■ **SOURCE MATERIAL**
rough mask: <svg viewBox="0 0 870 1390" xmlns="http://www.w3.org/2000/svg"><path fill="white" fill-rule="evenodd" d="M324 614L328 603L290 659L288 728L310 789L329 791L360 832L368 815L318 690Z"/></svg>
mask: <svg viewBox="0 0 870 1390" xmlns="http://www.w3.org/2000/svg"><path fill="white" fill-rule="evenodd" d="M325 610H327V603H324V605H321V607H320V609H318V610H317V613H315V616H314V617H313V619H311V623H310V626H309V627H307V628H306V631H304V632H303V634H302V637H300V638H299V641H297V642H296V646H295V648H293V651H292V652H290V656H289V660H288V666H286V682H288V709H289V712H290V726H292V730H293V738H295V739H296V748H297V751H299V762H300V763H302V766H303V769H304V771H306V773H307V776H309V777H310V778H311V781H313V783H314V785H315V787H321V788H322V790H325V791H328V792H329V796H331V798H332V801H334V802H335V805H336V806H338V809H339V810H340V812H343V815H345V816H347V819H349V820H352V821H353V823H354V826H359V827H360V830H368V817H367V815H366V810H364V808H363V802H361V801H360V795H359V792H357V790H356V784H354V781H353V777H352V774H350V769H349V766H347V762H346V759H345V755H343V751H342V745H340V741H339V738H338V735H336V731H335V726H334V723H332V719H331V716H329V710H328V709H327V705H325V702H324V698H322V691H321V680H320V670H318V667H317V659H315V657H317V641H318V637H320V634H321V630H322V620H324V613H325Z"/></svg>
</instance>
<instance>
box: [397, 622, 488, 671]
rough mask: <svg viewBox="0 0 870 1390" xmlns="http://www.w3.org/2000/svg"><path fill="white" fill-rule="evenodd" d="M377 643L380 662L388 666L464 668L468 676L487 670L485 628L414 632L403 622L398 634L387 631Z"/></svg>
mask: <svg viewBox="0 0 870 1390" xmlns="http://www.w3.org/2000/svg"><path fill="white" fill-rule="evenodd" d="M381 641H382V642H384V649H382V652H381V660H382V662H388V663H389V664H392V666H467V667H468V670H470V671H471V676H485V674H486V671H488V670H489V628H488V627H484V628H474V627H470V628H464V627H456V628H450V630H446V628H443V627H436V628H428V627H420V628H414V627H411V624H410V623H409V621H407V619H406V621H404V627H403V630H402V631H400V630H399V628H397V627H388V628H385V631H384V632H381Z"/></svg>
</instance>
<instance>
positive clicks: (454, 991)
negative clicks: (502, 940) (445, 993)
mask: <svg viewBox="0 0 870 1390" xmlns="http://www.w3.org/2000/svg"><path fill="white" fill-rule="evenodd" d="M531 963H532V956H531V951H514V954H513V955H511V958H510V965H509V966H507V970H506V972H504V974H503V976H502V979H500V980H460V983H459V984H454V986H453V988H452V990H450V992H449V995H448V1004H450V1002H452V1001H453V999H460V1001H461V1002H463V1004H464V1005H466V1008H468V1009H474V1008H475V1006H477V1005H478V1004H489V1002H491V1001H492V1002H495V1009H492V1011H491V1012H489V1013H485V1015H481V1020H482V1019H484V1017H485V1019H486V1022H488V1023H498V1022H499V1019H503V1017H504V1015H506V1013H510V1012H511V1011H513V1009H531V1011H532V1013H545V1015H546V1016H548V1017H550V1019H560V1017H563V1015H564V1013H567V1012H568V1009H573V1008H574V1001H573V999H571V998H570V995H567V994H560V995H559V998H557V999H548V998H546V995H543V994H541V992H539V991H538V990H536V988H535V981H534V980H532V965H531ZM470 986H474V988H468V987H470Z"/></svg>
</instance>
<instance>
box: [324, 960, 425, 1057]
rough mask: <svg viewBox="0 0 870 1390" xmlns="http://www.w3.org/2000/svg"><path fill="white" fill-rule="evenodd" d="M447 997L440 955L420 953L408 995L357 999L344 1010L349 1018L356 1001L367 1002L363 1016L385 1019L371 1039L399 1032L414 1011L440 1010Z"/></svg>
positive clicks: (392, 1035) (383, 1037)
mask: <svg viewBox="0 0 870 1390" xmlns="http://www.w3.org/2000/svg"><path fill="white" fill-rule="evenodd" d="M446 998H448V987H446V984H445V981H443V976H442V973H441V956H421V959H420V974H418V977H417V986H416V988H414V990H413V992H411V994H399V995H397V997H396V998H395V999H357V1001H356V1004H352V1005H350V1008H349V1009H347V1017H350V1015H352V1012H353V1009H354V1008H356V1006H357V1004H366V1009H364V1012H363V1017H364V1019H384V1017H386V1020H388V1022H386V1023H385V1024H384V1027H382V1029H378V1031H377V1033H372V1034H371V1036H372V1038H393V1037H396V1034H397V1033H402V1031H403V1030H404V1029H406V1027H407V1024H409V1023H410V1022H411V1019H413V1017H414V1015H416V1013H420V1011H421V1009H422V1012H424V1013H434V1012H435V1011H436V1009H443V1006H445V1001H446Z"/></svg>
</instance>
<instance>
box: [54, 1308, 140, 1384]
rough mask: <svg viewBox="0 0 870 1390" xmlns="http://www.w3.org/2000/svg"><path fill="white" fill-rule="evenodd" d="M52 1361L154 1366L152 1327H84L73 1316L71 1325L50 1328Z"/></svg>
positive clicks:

■ **WHAT TO DO**
Reproduce the whole listing so that each line matches the original exactly.

■ **ANSWER TO THE PROBLEM**
rough mask: <svg viewBox="0 0 870 1390" xmlns="http://www.w3.org/2000/svg"><path fill="white" fill-rule="evenodd" d="M324 614L328 603L290 659L288 728L310 789L329 791L360 832L368 815L318 690Z"/></svg>
mask: <svg viewBox="0 0 870 1390" xmlns="http://www.w3.org/2000/svg"><path fill="white" fill-rule="evenodd" d="M325 610H327V603H324V605H321V607H320V609H318V610H317V613H315V616H314V617H313V619H311V623H310V626H309V627H307V628H306V631H304V632H303V634H302V637H300V638H299V641H297V642H296V646H295V648H293V651H292V652H290V656H289V660H288V666H286V682H288V709H289V712H290V726H292V730H293V738H295V739H296V748H297V751H299V762H300V763H302V766H303V769H304V771H306V773H307V776H309V777H310V778H311V781H313V783H314V785H315V787H321V788H322V790H325V791H328V792H329V796H331V798H332V801H334V802H335V805H336V806H338V809H339V810H340V812H343V815H345V816H347V819H349V820H352V821H353V823H354V826H359V827H360V830H368V817H367V815H366V810H364V808H363V802H361V801H360V795H359V792H357V790H356V784H354V781H353V777H352V774H350V769H349V766H347V762H346V759H345V755H343V751H342V745H340V741H339V738H338V735H336V731H335V726H334V723H332V719H331V716H329V710H328V709H327V705H325V702H324V698H322V691H321V680H320V670H318V667H317V659H315V657H317V641H318V637H320V634H321V630H322V620H324V613H325Z"/></svg>
</instance>
<instance>
box: [397, 622, 488, 671]
rough mask: <svg viewBox="0 0 870 1390" xmlns="http://www.w3.org/2000/svg"><path fill="white" fill-rule="evenodd" d="M377 643L380 662L388 666L464 668L468 676L487 670L485 628L414 632L403 622L398 634L387 631Z"/></svg>
mask: <svg viewBox="0 0 870 1390" xmlns="http://www.w3.org/2000/svg"><path fill="white" fill-rule="evenodd" d="M381 641H382V642H384V649H382V652H381V660H382V662H388V663H389V664H392V666H467V667H468V670H470V671H471V676H485V674H486V671H488V670H489V628H488V627H484V628H474V627H470V628H464V627H456V628H450V630H446V628H443V627H436V628H428V627H420V628H414V627H411V624H410V623H409V621H407V619H406V621H404V627H403V630H402V631H400V630H399V628H397V627H388V628H385V631H384V632H381Z"/></svg>
</instance>
<instance>
positive clicks: (454, 991)
negative clicks: (502, 940) (445, 993)
mask: <svg viewBox="0 0 870 1390" xmlns="http://www.w3.org/2000/svg"><path fill="white" fill-rule="evenodd" d="M531 963H532V956H531V951H514V954H513V955H511V958H510V965H509V966H507V970H506V972H504V974H503V976H502V979H500V980H460V983H459V984H454V986H453V988H452V990H450V992H449V995H448V1004H450V1002H452V1001H453V999H460V1001H461V1002H463V1004H464V1005H466V1008H468V1009H474V1008H475V1006H477V1005H478V1004H489V1002H491V1001H492V1002H495V1009H492V1011H491V1012H489V1013H485V1015H481V1020H482V1019H484V1017H485V1019H486V1022H488V1023H498V1022H499V1019H503V1017H504V1015H506V1013H510V1012H511V1011H513V1009H531V1011H532V1013H545V1015H546V1016H548V1017H550V1019H560V1017H563V1015H564V1013H567V1012H568V1009H573V1008H574V1001H573V999H571V998H570V995H567V994H560V995H559V998H557V999H548V998H546V995H543V994H541V992H539V991H538V990H536V988H535V981H534V980H532V965H531ZM470 986H474V988H468V987H470Z"/></svg>
</instance>
<instance>
box: [324, 960, 425, 1057]
rough mask: <svg viewBox="0 0 870 1390" xmlns="http://www.w3.org/2000/svg"><path fill="white" fill-rule="evenodd" d="M447 997L440 955L420 953L408 995L357 999L344 1010L349 1018L356 1001L367 1002L363 1016L385 1019L371 1039L399 1032L414 1011L440 1010Z"/></svg>
positive clicks: (392, 1035) (383, 1037)
mask: <svg viewBox="0 0 870 1390" xmlns="http://www.w3.org/2000/svg"><path fill="white" fill-rule="evenodd" d="M446 998H448V987H446V984H445V981H443V976H442V973H441V956H421V959H420V974H418V977H417V986H416V988H414V990H413V992H411V994H399V995H397V997H396V998H395V999H357V1001H356V1004H352V1005H350V1008H349V1009H347V1017H350V1015H352V1012H353V1009H354V1008H356V1006H357V1004H366V1009H364V1012H363V1017H364V1019H384V1017H386V1020H388V1022H386V1023H385V1024H384V1027H382V1029H378V1031H377V1033H372V1034H371V1036H372V1038H393V1037H396V1034H397V1033H402V1031H403V1030H404V1029H406V1027H407V1024H409V1023H410V1022H411V1019H413V1017H414V1015H416V1013H420V1011H421V1009H422V1012H424V1013H434V1012H435V1011H436V1009H443V1006H445V1001H446Z"/></svg>
</instance>
<instance>
box: [54, 1308, 140, 1384]
rough mask: <svg viewBox="0 0 870 1390" xmlns="http://www.w3.org/2000/svg"><path fill="white" fill-rule="evenodd" d="M52 1361L154 1366L152 1327H84L73 1316L71 1325L50 1328Z"/></svg>
positive clicks:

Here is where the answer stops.